* [Page extract]:
####################

A museum for the TV-age kid

December 15, 1998|By Andrew Ratner

ONE WORD could undermine the soon-to-open $35 million children's museum in downtown Baltimore.

It is the term children use as the ultimate condemnation, especially of things adults advise them are worthwhile. They enunciate the word more clearly than any other in the English language, pausing on each syllable, as if to make one word into two.

Boring. Or, as the kids say it, borrrrrr-iiiiiing.

Officials at the Port Discovery museum, located in the old Fishmarket entertainment complex near the Inner Harbor, appear to have done everything possible to avoid earning that label. A sneak preview a couple weeks before the Dec. 29 grand opening revealed an imaginative, well-done project.

A re-creation of an Egyptian tomb, in which kids can X-ray a mummy and pull themselves by rope car across a subterranean river, is as eerie and captivating as something you'd see at Disney World, which is fitting since Disney created it.

####################

* [Material provided]:

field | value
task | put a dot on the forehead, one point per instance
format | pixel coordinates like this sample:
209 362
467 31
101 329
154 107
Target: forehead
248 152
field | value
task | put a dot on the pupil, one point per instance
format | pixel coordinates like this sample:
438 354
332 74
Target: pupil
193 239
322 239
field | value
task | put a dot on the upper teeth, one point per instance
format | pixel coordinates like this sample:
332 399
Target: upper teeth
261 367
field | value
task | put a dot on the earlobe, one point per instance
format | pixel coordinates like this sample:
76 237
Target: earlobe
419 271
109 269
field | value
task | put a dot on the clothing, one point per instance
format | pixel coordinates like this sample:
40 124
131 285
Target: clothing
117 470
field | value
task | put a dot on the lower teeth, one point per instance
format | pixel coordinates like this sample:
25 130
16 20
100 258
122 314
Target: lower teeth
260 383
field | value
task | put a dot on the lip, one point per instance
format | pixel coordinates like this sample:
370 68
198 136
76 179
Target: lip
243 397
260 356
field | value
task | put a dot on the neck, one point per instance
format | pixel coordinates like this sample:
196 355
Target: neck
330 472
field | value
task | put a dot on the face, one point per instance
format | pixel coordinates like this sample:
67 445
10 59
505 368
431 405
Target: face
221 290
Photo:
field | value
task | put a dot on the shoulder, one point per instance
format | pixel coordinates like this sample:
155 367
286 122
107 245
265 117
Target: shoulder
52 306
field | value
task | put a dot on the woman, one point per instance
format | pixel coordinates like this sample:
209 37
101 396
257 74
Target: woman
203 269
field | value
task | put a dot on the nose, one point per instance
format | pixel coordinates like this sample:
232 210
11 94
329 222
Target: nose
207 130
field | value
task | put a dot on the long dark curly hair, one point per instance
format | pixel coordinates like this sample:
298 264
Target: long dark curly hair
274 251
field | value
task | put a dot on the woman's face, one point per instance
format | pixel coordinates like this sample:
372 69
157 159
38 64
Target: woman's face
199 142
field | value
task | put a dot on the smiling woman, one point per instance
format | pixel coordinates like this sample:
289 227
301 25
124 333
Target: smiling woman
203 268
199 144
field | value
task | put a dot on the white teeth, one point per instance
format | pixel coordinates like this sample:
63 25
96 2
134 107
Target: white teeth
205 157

####################

* [Brief A]: Which places or sites does the museum article mention by name?
* [Brief B]: Can you copy the museum article exactly, between "It is the term" and "Disney created it.", inclusive?

* [Exercise solution A]:
- Baltimore
- Port Discovery museum
- Fishmarket entertainment complex
- Inner Harbor
- Disney World

* [Exercise solution B]:
It is the term children use as the ultimate condemnation, especially of things adults advise them are worthwhile. They enunciate the word more clearly than any other in the English language, pausing on each syllable, as if to make one word into two.

Boring. Or, as the kids say it, borrrrrr-iiiiiing.

Officials at the Port Discovery museum, located in the old Fishmarket entertainment complex near the Inner Harbor, appear to have done everything possible to avoid earning that label. A sneak preview a couple weeks before the Dec. 29 grand opening revealed an imaginative, well-done project.

A re-creation of an Egyptian tomb, in which kids can X-ray a mummy and pull themselves by rope car across a subterranean river, is as eerie and captivating as something you'd see at Disney World, which is fitting since Disney created it.